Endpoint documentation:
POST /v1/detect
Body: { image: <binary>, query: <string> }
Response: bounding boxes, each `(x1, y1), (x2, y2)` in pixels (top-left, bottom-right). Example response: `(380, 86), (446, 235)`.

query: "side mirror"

» **Work to complete**:
Exactly as they stand, restate all the lines of the listing.

» **Response for this exercise**:
Endpoint documentation:
POST /v1/detect
Body: { image: <binary>, query: <string> }
Response: bounding boxes, each `(x1, y1), (x2, y2)` in pixels (top-left, bottom-right). Example response: `(380, 86), (446, 235)`.

query: "side mirror"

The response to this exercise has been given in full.